Omit every image, and transcribe the remaining entries exactly as given.

──────

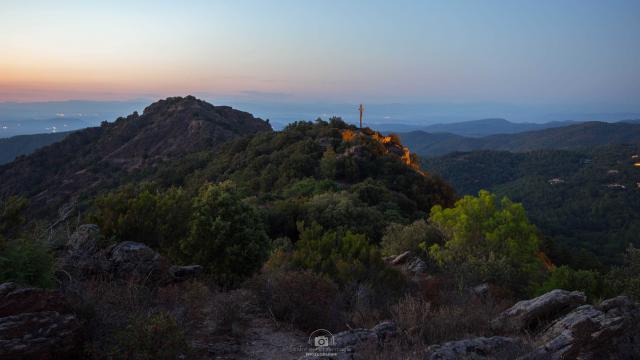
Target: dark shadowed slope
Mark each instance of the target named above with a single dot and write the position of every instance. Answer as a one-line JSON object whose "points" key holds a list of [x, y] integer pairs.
{"points": [[578, 136], [96, 158]]}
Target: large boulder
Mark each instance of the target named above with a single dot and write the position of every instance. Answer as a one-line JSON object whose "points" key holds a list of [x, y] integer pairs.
{"points": [[82, 257], [37, 324], [348, 342], [496, 347], [531, 314], [130, 259], [610, 330]]}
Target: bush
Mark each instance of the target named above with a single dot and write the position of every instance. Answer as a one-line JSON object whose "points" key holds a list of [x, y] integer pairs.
{"points": [[226, 235], [626, 279], [418, 235], [146, 214], [302, 298], [488, 240], [346, 258], [28, 262], [588, 281], [154, 337]]}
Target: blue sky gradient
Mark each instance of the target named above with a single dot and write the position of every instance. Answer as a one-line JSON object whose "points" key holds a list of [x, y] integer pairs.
{"points": [[558, 53]]}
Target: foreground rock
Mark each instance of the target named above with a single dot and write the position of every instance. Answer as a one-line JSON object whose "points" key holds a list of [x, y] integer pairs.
{"points": [[349, 341], [610, 330], [37, 324], [83, 257], [530, 314], [497, 347]]}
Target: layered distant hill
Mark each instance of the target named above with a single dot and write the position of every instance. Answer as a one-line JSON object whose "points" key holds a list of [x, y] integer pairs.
{"points": [[581, 199], [99, 157], [582, 135], [476, 128], [11, 148]]}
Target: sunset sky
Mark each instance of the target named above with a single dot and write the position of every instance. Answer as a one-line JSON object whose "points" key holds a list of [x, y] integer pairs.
{"points": [[530, 52]]}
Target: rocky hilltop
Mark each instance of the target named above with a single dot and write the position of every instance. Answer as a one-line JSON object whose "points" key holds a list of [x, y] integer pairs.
{"points": [[100, 157]]}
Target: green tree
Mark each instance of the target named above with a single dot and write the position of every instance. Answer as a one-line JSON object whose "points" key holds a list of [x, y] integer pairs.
{"points": [[11, 217], [345, 257], [588, 281], [144, 213], [626, 279], [488, 240], [413, 237], [23, 259], [328, 163], [226, 235]]}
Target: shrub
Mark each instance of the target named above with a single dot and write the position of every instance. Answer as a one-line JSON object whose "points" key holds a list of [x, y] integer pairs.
{"points": [[488, 240], [146, 214], [626, 279], [154, 337], [588, 281], [346, 258], [229, 311], [418, 235], [28, 262], [226, 235], [302, 298]]}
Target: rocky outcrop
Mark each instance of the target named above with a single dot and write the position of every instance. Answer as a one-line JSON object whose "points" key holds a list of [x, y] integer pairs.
{"points": [[348, 342], [610, 330], [83, 258], [130, 259], [528, 315], [182, 273], [81, 255], [558, 325], [497, 347], [37, 324], [408, 263]]}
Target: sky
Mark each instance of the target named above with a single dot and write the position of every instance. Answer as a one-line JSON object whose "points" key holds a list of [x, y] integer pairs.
{"points": [[569, 52]]}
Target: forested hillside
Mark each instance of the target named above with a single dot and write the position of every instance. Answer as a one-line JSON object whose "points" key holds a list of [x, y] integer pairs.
{"points": [[200, 226], [12, 147], [579, 136], [587, 202]]}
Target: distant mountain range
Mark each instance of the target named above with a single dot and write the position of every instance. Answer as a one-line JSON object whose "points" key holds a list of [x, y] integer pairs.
{"points": [[587, 201], [11, 148], [581, 135], [476, 128], [89, 159]]}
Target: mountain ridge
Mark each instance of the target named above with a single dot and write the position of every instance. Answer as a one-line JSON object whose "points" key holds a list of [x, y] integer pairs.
{"points": [[103, 156], [576, 136]]}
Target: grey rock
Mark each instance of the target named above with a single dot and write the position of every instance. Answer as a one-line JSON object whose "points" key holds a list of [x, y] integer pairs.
{"points": [[130, 259], [610, 330], [481, 290], [496, 347], [528, 314], [181, 273]]}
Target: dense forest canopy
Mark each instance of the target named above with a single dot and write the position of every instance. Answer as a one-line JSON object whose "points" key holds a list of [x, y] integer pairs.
{"points": [[587, 203]]}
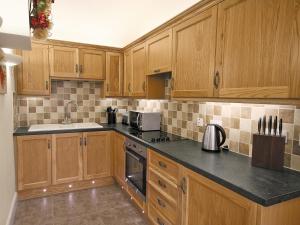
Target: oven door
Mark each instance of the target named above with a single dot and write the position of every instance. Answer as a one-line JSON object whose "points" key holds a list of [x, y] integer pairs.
{"points": [[136, 171]]}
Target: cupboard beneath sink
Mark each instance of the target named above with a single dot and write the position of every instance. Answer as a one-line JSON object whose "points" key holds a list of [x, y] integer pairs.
{"points": [[54, 163]]}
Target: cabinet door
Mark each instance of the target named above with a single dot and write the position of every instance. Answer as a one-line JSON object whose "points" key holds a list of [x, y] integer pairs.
{"points": [[254, 48], [97, 155], [139, 71], [159, 53], [194, 55], [114, 74], [127, 73], [119, 158], [207, 203], [34, 161], [64, 62], [66, 158], [92, 64], [33, 79]]}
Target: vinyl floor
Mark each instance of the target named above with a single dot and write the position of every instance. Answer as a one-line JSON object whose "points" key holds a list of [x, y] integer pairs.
{"points": [[100, 206]]}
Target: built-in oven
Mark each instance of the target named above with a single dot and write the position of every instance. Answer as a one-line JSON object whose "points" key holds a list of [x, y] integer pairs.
{"points": [[136, 167]]}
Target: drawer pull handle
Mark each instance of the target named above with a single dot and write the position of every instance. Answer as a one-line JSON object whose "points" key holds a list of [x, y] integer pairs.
{"points": [[161, 184], [183, 185], [162, 164], [159, 221], [161, 203]]}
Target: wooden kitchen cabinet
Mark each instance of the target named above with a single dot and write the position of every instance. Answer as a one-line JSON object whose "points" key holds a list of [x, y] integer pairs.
{"points": [[96, 155], [139, 71], [194, 55], [255, 49], [159, 53], [127, 73], [92, 64], [66, 158], [64, 62], [33, 74], [114, 74], [205, 202], [119, 158], [33, 161], [77, 63]]}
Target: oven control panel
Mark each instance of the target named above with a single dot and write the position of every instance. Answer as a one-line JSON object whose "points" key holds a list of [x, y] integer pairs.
{"points": [[136, 147]]}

──────

TASK RESPONSE ::
Target: dark shadowed slope
Mark each instance of the target named above with a single dot and write the position of every instance. Answer as a one-line JSON object whose "points" key holds a list of [x, y] integer pairs.
{"points": [[578, 136], [96, 158]]}
Target: large boulder
Mark each instance of the target named above with a single dot and write the position of every instance. Answer as a one-line JSON object whose "points" key holds a list of [x, y] integer pairs.
{"points": [[82, 257], [37, 324], [348, 342], [496, 347], [531, 314], [130, 259], [610, 330]]}
Target: bush
Mark each instance of the target named above with a single dot and write the position of every instance. Answer as a one-line JSON object whose "points" key holds a list of [x, y] integer pairs.
{"points": [[226, 235], [626, 279], [418, 235], [146, 214], [302, 298], [488, 240], [346, 258], [28, 262], [588, 281], [154, 337]]}
Target: blue sky gradient
Mark each instance of the target named above with a single dot and write the position of every instance. Answer as a one-line JSON object whose "points" key holds a list of [x, y] integer pairs.
{"points": [[558, 53]]}
Target: foreground rock
Mark each instance of the target named above with a single dot and write the position of every instance. Answer as a one-line JSON object whose "points" key holds a list of [x, y] integer pairs.
{"points": [[349, 341], [610, 330], [37, 324], [83, 257], [530, 314], [497, 347]]}
Target: layered distant hill
Mark each instance of the target named above with a single dot and write the position of every instance. Answer as a one-line JSON object whose "points" key holds a list of [x, y] integer pairs.
{"points": [[581, 199], [99, 157], [582, 135], [476, 128], [11, 148]]}
Target: sunset sky
Mark each instance of the target named above with a single dot and write the position of every instance. Answer as a one-line JSON object whose "points" key holds a list of [x, y] integer pairs.
{"points": [[530, 52]]}
Target: rocky hilltop
Mark each instance of the target named above with a single dot and write the position of every instance. Answer as a one-line JSON object whose "points" key holds a list of [x, y] integer pairs.
{"points": [[100, 157]]}
Target: green tree
Mark each instance of the target named above with a single dot and write the position of every instance. Answer as a one-line JSON object whose "points" key holds a list of [x, y] integer pairs.
{"points": [[11, 217], [345, 257], [588, 281], [144, 213], [626, 279], [488, 240], [413, 237], [23, 259], [328, 163], [226, 235]]}
Target: shrub
Mark each instance of the target named above with a single dot and write the position of every instance. Answer as a one-line JSON object whose "points" key holds a list of [x, y] integer pairs.
{"points": [[488, 240], [146, 214], [626, 279], [154, 337], [588, 281], [346, 258], [229, 311], [418, 235], [28, 262], [226, 235], [302, 298]]}
Target: rocky outcrop
Mark each instance of the target named above with a single dot and write the position of every instance. Answer as a one-line JSON object whose "points" key holds a list of [x, y] integer pairs.
{"points": [[348, 342], [610, 330], [83, 258], [130, 259], [528, 315], [182, 273], [81, 255], [558, 325], [497, 347], [37, 324], [408, 263]]}
Target: sky
Mark each instance of the target named above with a single dot and write the position of every instance. Answer as a one-line JSON object whose "points" key holds a list of [x, y] integer pairs.
{"points": [[569, 52]]}
Target: forested hillside
Mark each instance of the target named above with a single dot and write the position of every instance. Answer as a one-line JSON object whose "points" key holds a list of [x, y] integer pairs.
{"points": [[200, 226], [12, 147], [579, 136], [587, 202]]}
Target: distant mountain range
Mark each instance of the target named above with a single dot and write the position of every instance. Answer as a one-line JSON object whose "points" key holds a list of [x, y] integer pairs.
{"points": [[587, 201], [11, 148], [581, 135], [476, 128], [89, 159]]}
Target: mountain ridge
Mark each instance of the target named above with a single dot and write the position of every instance. Answer as a one-line JSON object whose "points" key holds a list of [x, y] integer pairs.
{"points": [[103, 156], [576, 136]]}
Target: grey rock
Mark each instance of the target named above with a single dot and write the position of every instance. Answer as a one-line JSON object whose "points" key holds a list of [x, y] integer pairs.
{"points": [[130, 259], [610, 330], [481, 290], [496, 347], [528, 314], [181, 273]]}
Target: dense forest canopy
Mark each instance of the target named above with a single dot and write the position of every instance. Answer as a one-line JSON object whose "points" key holds a list of [x, y] integer pairs.
{"points": [[587, 203]]}
Target: oven door
Mark each instance of the target named above with a single dot and write the position of every instance. Answer as a one-line JSON object whose "points" key holds a list of [x, y] integer pairs.
{"points": [[136, 171]]}
Target: cupboard beneath sink
Mark each instance of the target named above with a single dot and write the position of every instance. Answer as a one-line JSON object whose "points" key holds a list of [x, y] integer pairs.
{"points": [[54, 163]]}
Target: cabinet door
Mark each instance of the target named above with a single dot and write the position of every instance. Answer as a one-line JSON object whose "points" key holds a list of [x, y] integer pairs.
{"points": [[254, 48], [97, 155], [139, 71], [159, 53], [194, 55], [114, 74], [127, 73], [119, 158], [207, 203], [34, 161], [64, 62], [66, 158], [92, 64], [33, 79]]}
Target: vinyl floor
Mark each instance of the target named above with a single dot and write the position of every instance. Answer as a one-line JSON object whose "points" key holds a list of [x, y] integer pairs.
{"points": [[100, 206]]}
Target: built-in oven
Mark each instance of the target named above with a single dot and write the position of every instance. Answer as a one-line JSON object whose "points" key holds a list of [x, y] integer pairs.
{"points": [[136, 167]]}
Target: drawer pull handle
Mark each instance of the target named above with a single dot and write the position of every instance. Answer as a one-line JSON object whose "points" key holds a list of [x, y] integer pairs.
{"points": [[161, 184], [183, 185], [162, 164], [159, 221], [161, 203]]}
Target: wooden kitchen cabinet
Mark each instance of the target named above with a single dot and write the position of every instance. Answer as a one-line JSON object whose "points" key holds a list of [x, y] integer pairs.
{"points": [[96, 155], [139, 71], [194, 55], [255, 49], [159, 53], [127, 73], [92, 64], [66, 158], [64, 62], [33, 74], [114, 74], [205, 202], [119, 158], [33, 161], [77, 63]]}
Target: oven control panel
Mark each instance of the target named above with a single dot and write the position of every instance. Answer as a one-line JSON object whose "points" key holds a list of [x, y] integer pairs.
{"points": [[136, 147]]}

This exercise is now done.